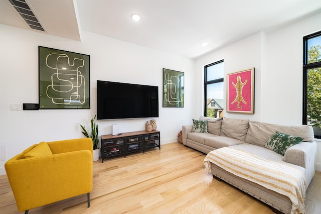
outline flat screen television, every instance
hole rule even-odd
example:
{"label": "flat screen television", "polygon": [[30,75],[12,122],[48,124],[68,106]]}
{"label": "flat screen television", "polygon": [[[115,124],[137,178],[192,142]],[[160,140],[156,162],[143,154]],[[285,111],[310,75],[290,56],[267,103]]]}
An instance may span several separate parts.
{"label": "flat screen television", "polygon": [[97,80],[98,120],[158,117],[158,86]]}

______________________________

What this task involves: Format the rows above as a CSV with the columns "instruction" and "output": one line per row, with that row's text and its answer each in a single quoted field and line breaks replaced by spaces. Omit the pictures.

Completed task:
instruction,output
"outline flat screen television, every instance hole rule even-odd example: {""label"": ""flat screen television"", ""polygon"": [[30,75],[12,122],[48,124],[68,106]]} {""label"": ""flat screen television"", ""polygon"": [[[115,124],[137,178],[192,142]],[[160,140],[156,162],[143,154]],[[285,111],[310,75],[290,56],[267,103]]]} An instance may span several separate parts.","{""label"": ""flat screen television"", ""polygon"": [[97,80],[98,120],[158,117],[158,86]]}"